Les hybridations conséquentes
Dans les peintures, les encres, les collages d’Hélène Lagnieu le monde se manifeste par le corps de la femme et ses ajouts animaliers. Les hybridations forment un nœud où s’efface tout décor. Dès lors elles donnent à imaginer un indéfini surcroît par la vertu de rappels et d’analogies. Le corps féminin-animal est rendu à une innocence sauvage. Non que l’artiste ne réduise Eve à la bestialité. Mais irréductible à tout type de complaisance, l’artiste crée de fait des portraits sublimés “inversés”.
Ils éloignent autant du facile agrément que d’un érotisme quelconque. Certes, la promesse d’un certain plaisir n’est pas obligatoirement absente : elle fait partie de la masse totale de la vie au même titre que (par exemple) la maladie évoquée ici par certains éléments tirés de grimoires de médecine. Parfois boursouflé plus que semeur d’excitation, le corps jette le trouble par son déploiement d’économie animale. Mais toutefois, c’est moins la femme que le voyeur qui tourne en bourrique dans un travail de résistance avérée face à la maladie de l’idéalité comme au malaise des civilités.

* [CONSIGNE 1] Relevez les trois types d'œuvres d'Hélène Lagnieu que nomme la première phrase du texte sur les hybridations.
* [CONSIGNE 2] Traduisez en anglais cette phrase du texte sur les hybridations d'Hélène Lagnieu : « Le corps féminin-animal est rendu à une innocence sauvage. »
* [CONSIGNE 3] Poursuivez le texte sur les hybridations d'Hélène Lagnieu après sa dernière phrase.

(Entrées de données enregistrées)
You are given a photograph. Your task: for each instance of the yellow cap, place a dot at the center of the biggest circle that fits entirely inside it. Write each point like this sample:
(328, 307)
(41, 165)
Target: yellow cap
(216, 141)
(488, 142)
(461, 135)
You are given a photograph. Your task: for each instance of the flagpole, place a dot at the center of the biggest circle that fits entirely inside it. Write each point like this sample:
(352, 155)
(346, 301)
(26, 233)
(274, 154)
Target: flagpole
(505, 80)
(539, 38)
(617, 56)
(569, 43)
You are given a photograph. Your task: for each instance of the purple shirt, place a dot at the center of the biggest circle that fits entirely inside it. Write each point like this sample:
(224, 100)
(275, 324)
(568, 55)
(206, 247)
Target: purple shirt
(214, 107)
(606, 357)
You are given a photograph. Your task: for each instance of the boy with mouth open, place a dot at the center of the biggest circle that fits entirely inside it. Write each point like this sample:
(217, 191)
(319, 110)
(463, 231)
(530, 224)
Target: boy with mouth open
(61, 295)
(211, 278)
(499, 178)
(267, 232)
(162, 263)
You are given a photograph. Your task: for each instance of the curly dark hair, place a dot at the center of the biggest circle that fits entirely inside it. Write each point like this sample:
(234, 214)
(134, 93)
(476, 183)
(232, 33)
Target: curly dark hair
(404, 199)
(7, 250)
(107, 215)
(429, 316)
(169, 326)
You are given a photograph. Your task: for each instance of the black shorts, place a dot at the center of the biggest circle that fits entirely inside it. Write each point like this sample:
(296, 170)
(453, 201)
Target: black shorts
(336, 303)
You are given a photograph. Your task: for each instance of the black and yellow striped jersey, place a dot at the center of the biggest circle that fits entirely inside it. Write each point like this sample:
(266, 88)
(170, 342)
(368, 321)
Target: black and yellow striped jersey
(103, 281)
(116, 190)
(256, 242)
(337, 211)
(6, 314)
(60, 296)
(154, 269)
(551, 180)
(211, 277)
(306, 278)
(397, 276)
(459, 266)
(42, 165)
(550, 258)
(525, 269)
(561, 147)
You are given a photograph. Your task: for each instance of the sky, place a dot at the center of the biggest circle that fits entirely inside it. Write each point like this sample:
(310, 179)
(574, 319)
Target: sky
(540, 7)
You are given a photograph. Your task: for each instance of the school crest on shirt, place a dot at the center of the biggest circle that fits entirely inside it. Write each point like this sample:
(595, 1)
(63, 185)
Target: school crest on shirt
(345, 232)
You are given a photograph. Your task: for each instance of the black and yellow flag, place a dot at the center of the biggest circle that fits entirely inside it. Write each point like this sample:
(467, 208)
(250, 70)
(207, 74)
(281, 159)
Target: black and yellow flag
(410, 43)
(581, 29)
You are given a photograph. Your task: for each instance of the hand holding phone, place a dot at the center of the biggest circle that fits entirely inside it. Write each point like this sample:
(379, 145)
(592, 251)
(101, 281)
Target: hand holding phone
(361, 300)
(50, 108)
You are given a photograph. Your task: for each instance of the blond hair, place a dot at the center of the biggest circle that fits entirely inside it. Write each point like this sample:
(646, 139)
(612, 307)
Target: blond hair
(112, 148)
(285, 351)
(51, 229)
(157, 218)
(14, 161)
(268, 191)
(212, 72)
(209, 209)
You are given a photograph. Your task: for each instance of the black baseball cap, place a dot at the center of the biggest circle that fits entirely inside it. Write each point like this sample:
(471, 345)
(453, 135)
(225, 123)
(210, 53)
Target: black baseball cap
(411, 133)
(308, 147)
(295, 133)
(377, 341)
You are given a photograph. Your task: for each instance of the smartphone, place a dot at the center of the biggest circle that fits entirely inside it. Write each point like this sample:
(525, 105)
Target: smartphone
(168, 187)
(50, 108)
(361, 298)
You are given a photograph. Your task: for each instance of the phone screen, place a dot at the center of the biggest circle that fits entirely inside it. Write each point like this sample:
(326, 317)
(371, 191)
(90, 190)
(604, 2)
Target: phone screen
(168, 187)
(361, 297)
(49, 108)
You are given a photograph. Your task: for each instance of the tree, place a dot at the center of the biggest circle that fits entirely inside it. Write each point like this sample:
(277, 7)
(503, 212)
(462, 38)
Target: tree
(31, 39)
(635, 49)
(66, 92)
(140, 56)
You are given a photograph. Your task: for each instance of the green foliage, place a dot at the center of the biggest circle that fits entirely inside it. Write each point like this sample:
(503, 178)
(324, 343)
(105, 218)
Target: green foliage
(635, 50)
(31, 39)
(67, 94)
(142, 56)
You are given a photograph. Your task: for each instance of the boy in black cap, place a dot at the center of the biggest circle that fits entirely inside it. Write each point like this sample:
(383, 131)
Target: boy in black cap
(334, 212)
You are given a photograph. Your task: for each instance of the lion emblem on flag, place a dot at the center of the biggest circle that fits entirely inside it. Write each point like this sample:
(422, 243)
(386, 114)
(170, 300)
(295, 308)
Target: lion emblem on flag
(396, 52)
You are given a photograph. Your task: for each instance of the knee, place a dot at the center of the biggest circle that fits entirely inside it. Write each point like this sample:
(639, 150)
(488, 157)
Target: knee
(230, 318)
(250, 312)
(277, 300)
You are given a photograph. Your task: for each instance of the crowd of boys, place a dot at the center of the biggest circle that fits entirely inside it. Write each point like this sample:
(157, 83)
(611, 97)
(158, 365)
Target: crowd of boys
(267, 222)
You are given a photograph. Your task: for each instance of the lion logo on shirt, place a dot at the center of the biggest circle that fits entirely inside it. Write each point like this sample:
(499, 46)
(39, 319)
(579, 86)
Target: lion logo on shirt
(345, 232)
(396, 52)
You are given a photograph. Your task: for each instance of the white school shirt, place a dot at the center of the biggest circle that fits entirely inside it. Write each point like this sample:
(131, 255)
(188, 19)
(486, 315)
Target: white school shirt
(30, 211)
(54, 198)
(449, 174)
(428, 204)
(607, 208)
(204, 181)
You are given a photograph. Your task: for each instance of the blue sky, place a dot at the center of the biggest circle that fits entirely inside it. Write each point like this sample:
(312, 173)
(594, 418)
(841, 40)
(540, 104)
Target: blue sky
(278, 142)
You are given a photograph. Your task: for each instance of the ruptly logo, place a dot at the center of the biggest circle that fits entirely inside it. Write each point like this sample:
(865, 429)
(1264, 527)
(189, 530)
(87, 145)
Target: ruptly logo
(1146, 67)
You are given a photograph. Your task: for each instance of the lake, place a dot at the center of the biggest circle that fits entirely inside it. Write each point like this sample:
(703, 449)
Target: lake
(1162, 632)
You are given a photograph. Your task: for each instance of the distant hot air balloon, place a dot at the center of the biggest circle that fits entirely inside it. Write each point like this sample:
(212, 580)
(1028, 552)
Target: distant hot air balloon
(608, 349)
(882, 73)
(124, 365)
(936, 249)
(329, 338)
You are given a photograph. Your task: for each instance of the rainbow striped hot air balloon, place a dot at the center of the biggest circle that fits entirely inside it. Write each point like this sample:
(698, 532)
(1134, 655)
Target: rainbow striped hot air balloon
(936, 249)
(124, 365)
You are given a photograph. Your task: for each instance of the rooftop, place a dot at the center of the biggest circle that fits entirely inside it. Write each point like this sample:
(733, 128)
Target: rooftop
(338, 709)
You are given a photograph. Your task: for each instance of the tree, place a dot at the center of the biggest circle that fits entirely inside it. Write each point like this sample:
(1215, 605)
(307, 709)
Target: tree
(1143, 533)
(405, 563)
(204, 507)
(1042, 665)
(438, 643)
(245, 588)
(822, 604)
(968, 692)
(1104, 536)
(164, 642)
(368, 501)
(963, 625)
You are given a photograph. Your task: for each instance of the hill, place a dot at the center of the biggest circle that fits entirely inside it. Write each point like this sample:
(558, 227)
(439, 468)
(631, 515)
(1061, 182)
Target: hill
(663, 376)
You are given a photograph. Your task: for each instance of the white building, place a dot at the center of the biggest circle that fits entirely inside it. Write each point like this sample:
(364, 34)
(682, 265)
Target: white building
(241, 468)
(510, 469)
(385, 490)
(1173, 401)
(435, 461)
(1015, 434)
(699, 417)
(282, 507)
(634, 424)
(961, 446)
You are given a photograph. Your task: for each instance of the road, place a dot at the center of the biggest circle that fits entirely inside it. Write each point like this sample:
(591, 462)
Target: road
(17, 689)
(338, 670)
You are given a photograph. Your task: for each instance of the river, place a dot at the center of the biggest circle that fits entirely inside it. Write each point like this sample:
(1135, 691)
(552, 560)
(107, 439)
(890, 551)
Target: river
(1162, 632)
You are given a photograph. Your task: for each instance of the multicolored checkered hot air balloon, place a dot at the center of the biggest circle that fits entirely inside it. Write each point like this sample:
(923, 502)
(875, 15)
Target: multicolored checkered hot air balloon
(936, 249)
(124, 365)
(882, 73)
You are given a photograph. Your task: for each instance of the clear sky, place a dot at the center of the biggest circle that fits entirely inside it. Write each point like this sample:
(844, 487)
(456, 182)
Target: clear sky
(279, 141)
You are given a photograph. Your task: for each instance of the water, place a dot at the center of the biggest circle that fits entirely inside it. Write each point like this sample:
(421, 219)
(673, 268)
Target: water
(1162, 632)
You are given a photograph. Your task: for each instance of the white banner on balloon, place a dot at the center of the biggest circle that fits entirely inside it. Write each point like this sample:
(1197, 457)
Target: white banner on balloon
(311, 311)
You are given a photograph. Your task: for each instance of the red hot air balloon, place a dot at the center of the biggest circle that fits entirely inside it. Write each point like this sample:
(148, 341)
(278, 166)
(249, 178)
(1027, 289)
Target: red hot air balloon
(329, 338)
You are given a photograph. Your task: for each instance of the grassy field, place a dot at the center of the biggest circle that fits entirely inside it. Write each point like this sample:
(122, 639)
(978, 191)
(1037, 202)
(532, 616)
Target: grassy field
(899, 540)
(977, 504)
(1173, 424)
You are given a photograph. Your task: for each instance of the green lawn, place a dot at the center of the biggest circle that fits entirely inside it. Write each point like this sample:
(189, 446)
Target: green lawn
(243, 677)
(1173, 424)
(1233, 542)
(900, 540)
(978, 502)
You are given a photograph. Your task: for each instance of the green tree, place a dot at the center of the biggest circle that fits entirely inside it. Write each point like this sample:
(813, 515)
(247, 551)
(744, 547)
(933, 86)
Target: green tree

* [ZONE DE RÉPONSE 1] peintures, encres, collages

* [ZONE DE RÉPONSE 2] The female-animal body is restored to a wild innocence.

* [ZONE DE RÉPONSE 3]
L’œuvre séduit par son élégance dans la mesure où le langage plastique en sa ménagerie bâtarde touche à une vérité et un accès paradoxal au réel. Le contour d’un sein ou d’une hanche très vite coupé par des éléments volontairement parasites accentue l’évidence que se joue ici — animal aidant — une extension du réel. Mi-femme mi-bête, l’image décontenance d’autant que la nudité (promise « beyond sex » aurait écrit Duchamp) est poussée loin de toute distraction superfétatoire. La longue série de touches savantes et drôles est conduite jusqu’au point où de l’hybridation surgit une unité par effet de métamorphoses plus radicales que métaphoriques, fidèles à la réalité humaine la plus profonde.
Le corps gras et généreux comme une terre fertile devient parfois un simple déploiement d’une souplesse féline. L’animalité débarrasse la vision de toute idée de mythe. Elle ramène à une simplicité charnelle douloureuse comme jouissive. Hélène Lagnieu détord sans apparat mais avec beaucoup de doigté l’arc tracé par la déesse égyptienne qui fit jadis du firmament tout entier le corps féminin. Ramené à la bête, ce dernier devient la réponse à une exigence irrépressible et naturelle. Dans sa combinaison baroque et viscérale, l’être passe de l’état de fantôme métaphysique à celui de chair primitive du futur.
jean-paul gavard-perret
Hélène Lagnieu, Baroque viscéral , Galerie Béatrice Soulié, Paris 6ème, du 20 mai au 12 juillet 2014 .
Sur l’artiste : Hélène Lagnieu, Chair d’expression, 2014, 39,00 €. Disponible chez l’artiste.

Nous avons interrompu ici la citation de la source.